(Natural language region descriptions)
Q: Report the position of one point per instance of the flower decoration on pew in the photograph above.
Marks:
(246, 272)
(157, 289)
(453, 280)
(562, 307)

Work order:
Take each record above and return it verbatim.

Result of this exercise:
Q: Report the position of one point per instance of the flower decoration on pew in the photograph above.
Marks:
(246, 272)
(157, 289)
(453, 280)
(562, 307)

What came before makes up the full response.